§ **Page text**:
You are viewing a plain text version of this content. The canonical link for it is here.
Posted to user@flink.apache.org by "G.S.Vijay Raajaa" <gs...@gmail.com> on 2017/07/26 02:37:06 UTC

Purging Late stream data

Hi,

I am having 3 streams which is being merged from a union of kafka topics on
a given timestamp. The problem I am facing is that, if there is a delay  in
one of the stream and when the data in that particular stream arrives at a
later point in time, the merge happens in a delayed fashion. The way I want
to solve is that, I want to drop such data streams which comes after a
delay ( say 5sec ). Kindly direct me on how to go about it?

Will watermarking (to process in even time) + the allowed lateness help
solve the same?

Regards,
Vijay Raajaa G S

Re: Purging Late stream data

Posted by "G.S.Vijay Raajaa" <gs...@gmail.com>.
Sure, Let me try that out. On the same note, does
BoundedOutOfOrdernessTimestampExtractor
Serve the purpose too?


Regards,
Vijay Raajaa GS

On Wed, Jul 26, 2017 at 9:22 AM, Kien Truong <du...@gmail.com>
wrote:

> Hi,
>
> One method you can use is using a ProcessFunction.
>
> In the process function, you get the timer service through the function
> context,
>
> which can then be used to schedule a task to clean up late data.

§ **Data excerpt**:
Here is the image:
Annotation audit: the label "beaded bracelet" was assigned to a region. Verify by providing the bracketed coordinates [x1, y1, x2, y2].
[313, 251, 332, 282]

§ **Set exercise**: Please reproduce the stretch of the Flink mailing list thread between "I am having" and "go about it?", inclusive, word for word.

§ **Answer to this exercise**:
I am having 3 streams which is being merged from a union of kafka topics on
a given timestamp. The problem I am facing is that, if there is a delay  in
one of the stream and when the data in that particular stream arrives at a
later point in time, the merge happens in a delayed fashion. The way I want
to solve is that, I want to drop such data streams which comes after a
delay ( say 5sec ). Kindly direct me on how to go about it?